Problem details> Please print the records below exactly as they are written.

Data records>

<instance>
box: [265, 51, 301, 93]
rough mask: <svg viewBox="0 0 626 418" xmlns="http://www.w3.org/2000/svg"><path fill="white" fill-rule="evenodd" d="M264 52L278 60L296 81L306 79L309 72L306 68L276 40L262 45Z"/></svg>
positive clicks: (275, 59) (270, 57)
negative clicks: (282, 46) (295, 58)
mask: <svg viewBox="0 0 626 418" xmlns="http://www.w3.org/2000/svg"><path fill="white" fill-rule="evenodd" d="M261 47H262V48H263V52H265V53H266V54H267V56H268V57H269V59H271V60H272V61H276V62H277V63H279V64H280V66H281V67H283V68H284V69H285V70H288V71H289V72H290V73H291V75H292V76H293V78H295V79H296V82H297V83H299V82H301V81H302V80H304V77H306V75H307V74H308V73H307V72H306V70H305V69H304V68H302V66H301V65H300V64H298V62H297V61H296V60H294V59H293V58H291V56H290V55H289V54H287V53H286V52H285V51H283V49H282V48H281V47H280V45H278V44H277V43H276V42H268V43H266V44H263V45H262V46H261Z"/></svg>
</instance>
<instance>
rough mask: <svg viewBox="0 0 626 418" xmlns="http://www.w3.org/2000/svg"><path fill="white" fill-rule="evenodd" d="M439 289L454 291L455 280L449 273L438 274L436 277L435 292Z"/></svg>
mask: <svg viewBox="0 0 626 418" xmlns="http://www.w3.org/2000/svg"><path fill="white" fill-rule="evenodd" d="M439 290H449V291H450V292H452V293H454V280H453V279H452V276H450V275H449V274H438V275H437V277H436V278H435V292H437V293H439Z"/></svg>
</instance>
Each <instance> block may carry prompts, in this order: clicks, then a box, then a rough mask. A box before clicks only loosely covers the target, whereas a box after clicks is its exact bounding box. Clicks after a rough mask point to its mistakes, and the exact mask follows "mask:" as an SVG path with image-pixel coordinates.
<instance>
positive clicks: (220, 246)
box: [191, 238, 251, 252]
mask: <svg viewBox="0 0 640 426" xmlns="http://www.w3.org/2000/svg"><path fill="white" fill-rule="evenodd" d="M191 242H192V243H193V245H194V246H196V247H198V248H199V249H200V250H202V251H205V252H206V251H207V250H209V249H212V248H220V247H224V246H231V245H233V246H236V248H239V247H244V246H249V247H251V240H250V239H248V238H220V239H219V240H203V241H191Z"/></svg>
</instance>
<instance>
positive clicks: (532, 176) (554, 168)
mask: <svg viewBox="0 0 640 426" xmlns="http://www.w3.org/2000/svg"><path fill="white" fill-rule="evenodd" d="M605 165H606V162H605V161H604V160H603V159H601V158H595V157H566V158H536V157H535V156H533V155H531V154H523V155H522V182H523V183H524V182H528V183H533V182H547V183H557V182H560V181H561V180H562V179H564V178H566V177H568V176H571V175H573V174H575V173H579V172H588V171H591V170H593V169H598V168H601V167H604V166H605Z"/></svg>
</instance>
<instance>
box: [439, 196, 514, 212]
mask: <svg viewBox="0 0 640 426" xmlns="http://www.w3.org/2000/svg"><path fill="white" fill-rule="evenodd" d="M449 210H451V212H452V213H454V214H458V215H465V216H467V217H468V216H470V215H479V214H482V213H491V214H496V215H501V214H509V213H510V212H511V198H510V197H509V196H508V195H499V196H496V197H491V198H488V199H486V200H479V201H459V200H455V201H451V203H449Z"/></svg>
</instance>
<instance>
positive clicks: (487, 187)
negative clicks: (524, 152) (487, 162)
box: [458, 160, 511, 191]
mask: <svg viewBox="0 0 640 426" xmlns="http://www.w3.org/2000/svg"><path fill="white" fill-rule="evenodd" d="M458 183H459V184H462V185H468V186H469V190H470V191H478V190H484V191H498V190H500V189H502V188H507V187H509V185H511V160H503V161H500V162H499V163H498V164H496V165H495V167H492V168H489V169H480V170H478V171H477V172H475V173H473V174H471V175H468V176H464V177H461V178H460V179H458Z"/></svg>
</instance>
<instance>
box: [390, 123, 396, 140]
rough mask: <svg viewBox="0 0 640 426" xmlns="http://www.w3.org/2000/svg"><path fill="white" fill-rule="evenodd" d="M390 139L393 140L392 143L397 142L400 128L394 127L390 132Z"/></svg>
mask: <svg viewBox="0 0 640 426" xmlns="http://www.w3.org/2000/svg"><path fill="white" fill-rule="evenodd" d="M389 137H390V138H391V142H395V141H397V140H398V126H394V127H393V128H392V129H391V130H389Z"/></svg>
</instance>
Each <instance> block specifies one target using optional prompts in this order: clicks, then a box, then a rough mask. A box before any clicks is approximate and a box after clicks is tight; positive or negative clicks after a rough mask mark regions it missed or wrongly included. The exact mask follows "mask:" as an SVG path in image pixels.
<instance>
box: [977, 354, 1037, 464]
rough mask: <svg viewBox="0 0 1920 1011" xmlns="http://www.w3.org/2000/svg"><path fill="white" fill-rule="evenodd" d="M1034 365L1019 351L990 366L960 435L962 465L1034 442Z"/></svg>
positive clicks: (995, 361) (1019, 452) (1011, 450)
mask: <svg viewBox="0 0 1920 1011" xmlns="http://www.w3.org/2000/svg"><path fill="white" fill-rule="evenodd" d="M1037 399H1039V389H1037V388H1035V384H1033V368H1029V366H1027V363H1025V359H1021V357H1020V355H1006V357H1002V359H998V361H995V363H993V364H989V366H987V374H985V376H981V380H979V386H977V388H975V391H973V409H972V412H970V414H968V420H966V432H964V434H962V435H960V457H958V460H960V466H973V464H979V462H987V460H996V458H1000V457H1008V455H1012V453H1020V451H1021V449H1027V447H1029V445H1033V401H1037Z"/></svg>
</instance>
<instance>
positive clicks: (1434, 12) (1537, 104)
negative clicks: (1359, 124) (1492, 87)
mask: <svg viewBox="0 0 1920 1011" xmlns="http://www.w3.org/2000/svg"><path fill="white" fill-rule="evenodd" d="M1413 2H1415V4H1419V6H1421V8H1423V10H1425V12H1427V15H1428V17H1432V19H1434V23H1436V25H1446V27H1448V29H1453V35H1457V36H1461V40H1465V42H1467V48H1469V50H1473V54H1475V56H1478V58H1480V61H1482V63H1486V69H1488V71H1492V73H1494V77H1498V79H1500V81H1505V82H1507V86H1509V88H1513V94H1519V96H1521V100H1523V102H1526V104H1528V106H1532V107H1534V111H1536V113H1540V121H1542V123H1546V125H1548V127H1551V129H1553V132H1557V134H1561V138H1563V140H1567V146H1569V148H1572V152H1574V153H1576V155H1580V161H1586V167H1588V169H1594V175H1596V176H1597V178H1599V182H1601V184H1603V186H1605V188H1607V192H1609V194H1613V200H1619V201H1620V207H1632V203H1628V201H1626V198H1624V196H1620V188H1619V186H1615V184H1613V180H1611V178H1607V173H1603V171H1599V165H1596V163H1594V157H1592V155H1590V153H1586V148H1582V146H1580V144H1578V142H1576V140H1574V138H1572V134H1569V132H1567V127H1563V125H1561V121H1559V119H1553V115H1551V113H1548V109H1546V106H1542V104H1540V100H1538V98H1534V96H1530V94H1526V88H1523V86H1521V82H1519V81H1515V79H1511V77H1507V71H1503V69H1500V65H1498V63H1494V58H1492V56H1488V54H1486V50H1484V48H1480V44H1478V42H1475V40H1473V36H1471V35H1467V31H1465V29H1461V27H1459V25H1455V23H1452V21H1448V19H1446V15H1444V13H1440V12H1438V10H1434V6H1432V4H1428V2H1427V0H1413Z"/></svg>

Solved exercise>
<instance>
box: [265, 51, 301, 93]
rough mask: <svg viewBox="0 0 626 418" xmlns="http://www.w3.org/2000/svg"><path fill="white" fill-rule="evenodd" d="M264 52L278 60L296 81L306 79L309 72L306 68L276 40L262 45Z"/></svg>
positive clicks: (275, 59) (270, 57)
negative clicks: (282, 46) (295, 58)
mask: <svg viewBox="0 0 626 418" xmlns="http://www.w3.org/2000/svg"><path fill="white" fill-rule="evenodd" d="M261 47H262V48H263V52H265V53H266V54H267V56H268V57H269V59H271V60H272V61H276V62H277V63H279V64H280V66H281V67H283V68H284V69H285V70H288V71H289V72H290V73H291V75H292V76H293V78H295V79H296V82H297V83H299V82H301V81H302V80H304V77H306V75H307V74H308V73H307V72H306V70H305V69H304V68H302V66H301V65H300V64H298V62H297V61H296V60H294V59H293V58H291V56H290V55H289V54H287V53H286V52H285V51H283V49H282V48H281V47H280V45H278V44H277V43H276V42H268V43H266V44H263V45H262V46H261Z"/></svg>
</instance>
<instance>
rough mask: <svg viewBox="0 0 626 418" xmlns="http://www.w3.org/2000/svg"><path fill="white" fill-rule="evenodd" d="M439 289L454 291L455 280L449 273L438 274L436 277L435 292Z"/></svg>
mask: <svg viewBox="0 0 626 418" xmlns="http://www.w3.org/2000/svg"><path fill="white" fill-rule="evenodd" d="M439 290H449V291H450V292H452V293H454V280H453V279H452V276H450V275H449V274H438V275H437V277H436V278H435V292H437V293H439Z"/></svg>
</instance>
Each <instance> block may carry prompts, in this order: clicks, then a box, then a rough mask. A box before clicks only loosely covers the target, whereas a box after clicks is its exact bounding box. Clicks after a rough mask point to its mistakes, and the exact mask follows "mask:" as an SVG path with image-pixel coordinates.
<instance>
positive clicks: (220, 246)
box: [191, 238, 251, 252]
mask: <svg viewBox="0 0 640 426" xmlns="http://www.w3.org/2000/svg"><path fill="white" fill-rule="evenodd" d="M191 242H192V243H193V245H194V246H196V247H198V248H199V249H200V250H202V251H205V252H206V251H207V250H209V249H212V248H220V247H224V246H231V245H233V246H236V248H239V247H244V246H249V247H251V240H250V239H248V238H220V239H219V240H203V241H191Z"/></svg>
</instance>
<instance>
positive clicks: (532, 176) (554, 168)
mask: <svg viewBox="0 0 640 426" xmlns="http://www.w3.org/2000/svg"><path fill="white" fill-rule="evenodd" d="M605 165H606V162H605V161H604V160H603V159H601V158H595V157H566V158H536V157H535V156H533V155H531V154H523V155H522V182H523V183H524V182H528V183H533V182H547V183H557V182H560V181H561V180H562V179H564V178H566V177H568V176H571V175H573V174H575V173H579V172H588V171H591V170H593V169H598V168H601V167H604V166H605Z"/></svg>
</instance>
<instance>
box: [439, 196, 514, 212]
mask: <svg viewBox="0 0 640 426" xmlns="http://www.w3.org/2000/svg"><path fill="white" fill-rule="evenodd" d="M449 210H451V212H452V213H454V214H458V215H465V216H467V217H468V216H470V215H479V214H482V213H491V214H496V215H501V214H509V213H510V212H511V198H510V197H509V196H508V195H499V196H496V197H491V198H488V199H486V200H479V201H459V200H455V201H451V203H449Z"/></svg>
</instance>
<instance>
positive clicks: (487, 187)
negative clicks: (524, 152) (487, 162)
box: [458, 160, 511, 191]
mask: <svg viewBox="0 0 640 426" xmlns="http://www.w3.org/2000/svg"><path fill="white" fill-rule="evenodd" d="M458 183H459V184H462V185H468V186H469V190H470V191H478V190H484V191H498V190H500V189H502V188H507V187H509V185H511V160H503V161H500V162H499V163H498V164H496V165H495V167H492V168H489V169H480V170H478V171H477V172H475V173H473V174H471V175H468V176H464V177H461V178H460V179H458Z"/></svg>
</instance>
<instance>
box: [390, 123, 396, 140]
rough mask: <svg viewBox="0 0 640 426" xmlns="http://www.w3.org/2000/svg"><path fill="white" fill-rule="evenodd" d="M390 139L393 140L392 143L397 142L400 128L394 127L390 132Z"/></svg>
mask: <svg viewBox="0 0 640 426" xmlns="http://www.w3.org/2000/svg"><path fill="white" fill-rule="evenodd" d="M389 137H390V138H391V142H395V141H397V140H398V126H394V127H393V128H392V129H391V130H389Z"/></svg>
</instance>
Each <instance> block specifies one target using optional prompts in this order: clicks, then a box, then a rough mask. A box before any clicks is approximate and a box after clicks is tight; positive or negative clicks after a rough mask mark regions it missed or wrongly included. The exact mask follows "mask:" as an SVG path in image pixels.
<instance>
box: [977, 354, 1037, 464]
rough mask: <svg viewBox="0 0 1920 1011" xmlns="http://www.w3.org/2000/svg"><path fill="white" fill-rule="evenodd" d="M1034 365L1019 351L990 366L960 435L962 465L1034 442Z"/></svg>
positive clicks: (995, 361) (1019, 452) (1011, 450)
mask: <svg viewBox="0 0 1920 1011" xmlns="http://www.w3.org/2000/svg"><path fill="white" fill-rule="evenodd" d="M1037 399H1039V389H1037V388H1035V384H1033V368H1029V366H1027V363H1025V359H1021V357H1020V355H1006V357H1002V359H998V361H995V363H993V364H989V366H987V374H985V376H981V380H979V386H977V388H975V391H973V409H972V412H970V414H968V420H966V432H964V434H962V435H960V457H958V460H960V466H973V464H979V462H987V460H996V458H1000V457H1008V455H1012V453H1020V451H1021V449H1027V447H1029V445H1033V401H1037Z"/></svg>
</instance>
<instance>
positive clicks: (1434, 12) (1537, 104)
negative clicks: (1359, 124) (1492, 87)
mask: <svg viewBox="0 0 1920 1011" xmlns="http://www.w3.org/2000/svg"><path fill="white" fill-rule="evenodd" d="M1413 2H1415V4H1419V6H1421V8H1423V10H1425V12H1427V15H1428V17H1432V19H1434V23H1436V25H1446V27H1448V29H1453V35H1457V36H1461V40H1465V42H1467V48H1469V50H1473V54H1475V56H1478V58H1480V61H1482V63H1486V69H1488V71H1492V73H1494V77H1498V79H1500V81H1505V82H1507V86H1509V88H1513V94H1519V96H1521V100H1523V102H1526V104H1528V106H1532V107H1534V111H1536V113H1540V121H1542V123H1546V125H1548V127H1551V129H1553V132H1557V134H1561V138H1563V140H1567V146H1569V148H1572V152H1574V153H1576V155H1580V161H1586V167H1588V169H1594V175H1596V176H1597V178H1599V182H1601V184H1603V186H1605V188H1607V192H1609V194H1613V200H1619V201H1620V207H1632V203H1628V201H1626V198H1624V196H1620V188H1619V186H1615V184H1613V180H1611V178H1607V173H1603V171H1599V165H1596V163H1594V157H1592V155H1590V153H1586V148H1582V146H1580V144H1578V142H1576V140H1574V138H1572V134H1569V132H1567V127H1563V125H1561V121H1559V119H1553V115H1551V113H1548V109H1546V106H1542V104H1540V100H1538V98H1534V96H1530V94H1526V88H1523V86H1521V82H1519V81H1515V79H1511V77H1507V71H1503V69H1500V65H1498V63H1494V58H1492V56H1488V54H1486V50H1484V48H1480V44H1478V42H1475V40H1473V36H1471V35H1467V31H1465V29H1461V27H1459V25H1455V23H1452V21H1448V19H1446V15H1444V13H1440V12H1438V10H1434V6H1432V4H1428V2H1427V0H1413Z"/></svg>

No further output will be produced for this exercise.